* 练习题
1) 根据下面关于 Ruler 的说明，Ruler 计算出的新指标存储到哪里？
2) 请接着下面关于 Ruler 的说明往下续写，从最后那个指标计算表达式之后写起。

Ruler可以根据Prometheus采集的指标计算出新的指标供query查询且存储至对象存储。

新计算出来的指标可以减轻查询压力,例如一组指标是由若干个指标计算出来的结果,例如:

(node_filesystem_size_bytes{instance=~'$node',fstype=~"ext.*|xfs",mountpoint !~".*pod.*"} -node_filesystem_free_bytes{instance=~'$node',fstype=~"ext.*|xfs",mountpoint !~".*pod.*"}) *100/(node_filesystem_avail_bytes {instance=~'$node',fstype=~"ext.*|xfs",mountpoint !~".*pod.*"}+(node_filesystem_size_bytes{instance=~'$node',fstype=~"ext.*|xfs",mountpoint !~".*pod.*"}-node_filesystem_free_bytes{instance=~'$node',fstype=~"ext.*|xfs",mountpoint !~".*pod.*"}))

* 数据摘录
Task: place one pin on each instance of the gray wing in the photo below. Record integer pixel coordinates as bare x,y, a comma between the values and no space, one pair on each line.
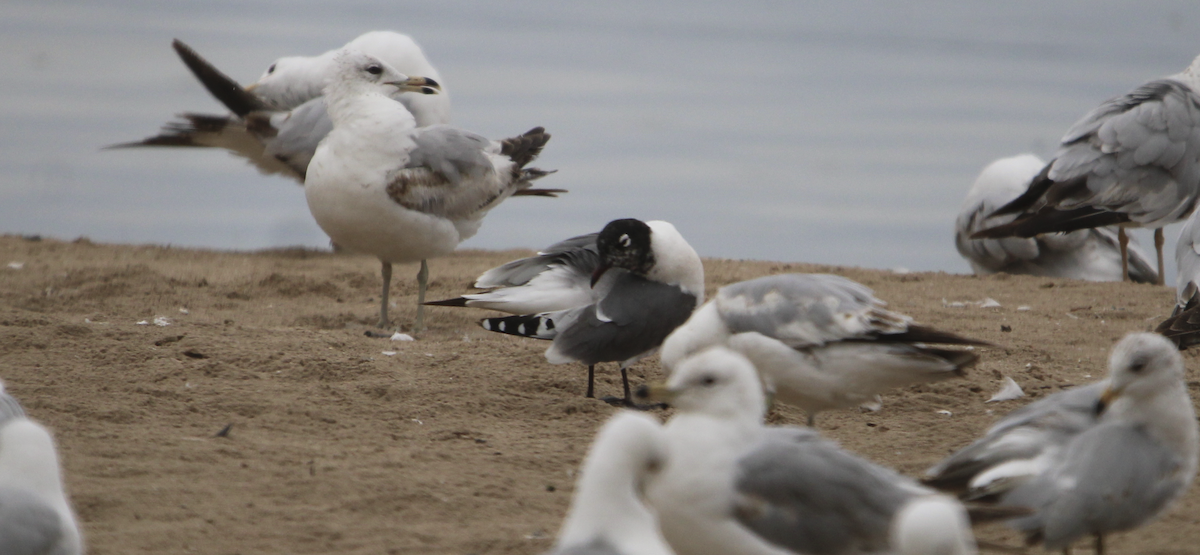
805,309
635,317
1114,477
807,495
28,525
1135,154
1024,434
579,254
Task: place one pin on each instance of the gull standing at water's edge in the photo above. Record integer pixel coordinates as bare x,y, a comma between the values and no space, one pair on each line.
379,185
1092,255
819,341
605,297
1132,161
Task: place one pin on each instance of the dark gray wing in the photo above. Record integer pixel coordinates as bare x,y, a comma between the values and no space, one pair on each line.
1024,434
805,494
1114,477
634,317
28,525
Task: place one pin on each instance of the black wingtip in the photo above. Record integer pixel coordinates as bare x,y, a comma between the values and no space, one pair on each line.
455,302
220,85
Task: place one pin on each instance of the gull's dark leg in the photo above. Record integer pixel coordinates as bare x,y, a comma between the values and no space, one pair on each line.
1158,248
1123,242
423,282
387,285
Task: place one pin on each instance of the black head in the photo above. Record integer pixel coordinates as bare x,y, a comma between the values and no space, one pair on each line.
627,244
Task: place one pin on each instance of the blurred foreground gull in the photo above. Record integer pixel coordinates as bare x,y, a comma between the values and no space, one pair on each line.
607,515
1132,161
1091,478
819,341
731,485
606,297
1092,255
383,186
35,515
1183,324
277,121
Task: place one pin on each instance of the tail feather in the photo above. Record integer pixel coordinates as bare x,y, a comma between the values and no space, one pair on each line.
227,90
528,326
523,148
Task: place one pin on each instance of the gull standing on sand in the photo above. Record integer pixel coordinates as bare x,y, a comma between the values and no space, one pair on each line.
1117,473
378,184
732,485
1133,161
1092,255
279,120
607,514
35,514
607,297
819,341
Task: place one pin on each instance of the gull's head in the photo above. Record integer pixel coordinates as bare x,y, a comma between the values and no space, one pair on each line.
624,244
717,381
1141,365
355,66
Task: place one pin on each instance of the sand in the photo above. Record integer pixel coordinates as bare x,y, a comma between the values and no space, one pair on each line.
461,442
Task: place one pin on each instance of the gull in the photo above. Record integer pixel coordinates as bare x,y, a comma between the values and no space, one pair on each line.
35,514
1092,255
819,341
610,297
731,484
1133,161
1095,475
1183,324
378,184
279,120
607,514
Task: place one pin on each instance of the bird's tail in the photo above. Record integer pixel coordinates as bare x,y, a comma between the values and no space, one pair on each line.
538,326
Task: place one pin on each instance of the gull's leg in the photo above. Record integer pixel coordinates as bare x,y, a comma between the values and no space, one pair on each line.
423,282
1158,248
1123,240
387,285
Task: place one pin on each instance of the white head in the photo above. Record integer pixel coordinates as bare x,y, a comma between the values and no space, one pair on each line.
627,452
718,382
1141,366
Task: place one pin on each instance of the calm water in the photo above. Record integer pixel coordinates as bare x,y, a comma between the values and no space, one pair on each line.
840,132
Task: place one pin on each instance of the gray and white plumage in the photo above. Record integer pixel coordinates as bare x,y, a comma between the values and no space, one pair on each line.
1123,470
819,341
1092,255
35,514
281,135
1134,160
733,485
607,513
381,185
657,282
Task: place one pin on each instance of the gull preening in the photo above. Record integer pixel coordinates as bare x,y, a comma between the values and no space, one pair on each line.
624,291
279,120
819,341
1091,475
731,484
35,514
381,185
1092,255
1132,161
607,513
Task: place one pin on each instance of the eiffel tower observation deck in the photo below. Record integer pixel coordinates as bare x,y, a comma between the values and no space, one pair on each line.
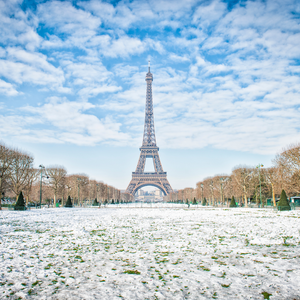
149,149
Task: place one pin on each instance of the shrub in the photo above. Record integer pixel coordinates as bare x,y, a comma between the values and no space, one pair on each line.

* 参考答案
1) 对象存储。

2)
如果将其计算的结果存储为新的指标,那么query不用每次都去这四个指标进行计算了,只用取新计算出来的指标。同时计算出来的值也可以指定告警规则,提升ALertmanager的效率。

Ruler也是Thanos中相对独立的组件,其存在是否并不影响整体架构的主流功能,起到的是提高效率优化的作用。

Ruler的启动参数如下:

rule--grpc-address=0.0.0.0:10901--http-address=0.0.0.0:10902--rule-file=/etc/thanos/rules/*rules.yaml--objstore.config-file=/etc/thanos/objectstorage.yaml--data-dir=/var/thanos/rule--label=rule_replica="$(NAME)"--alert.label-drop="rule_replica"--query=dnssrv+_http._tcp.thanos-query.thanos.svc.cluster.local

  • rule-file - 告警规则路径(配置的为新计算出来的指标告警规则)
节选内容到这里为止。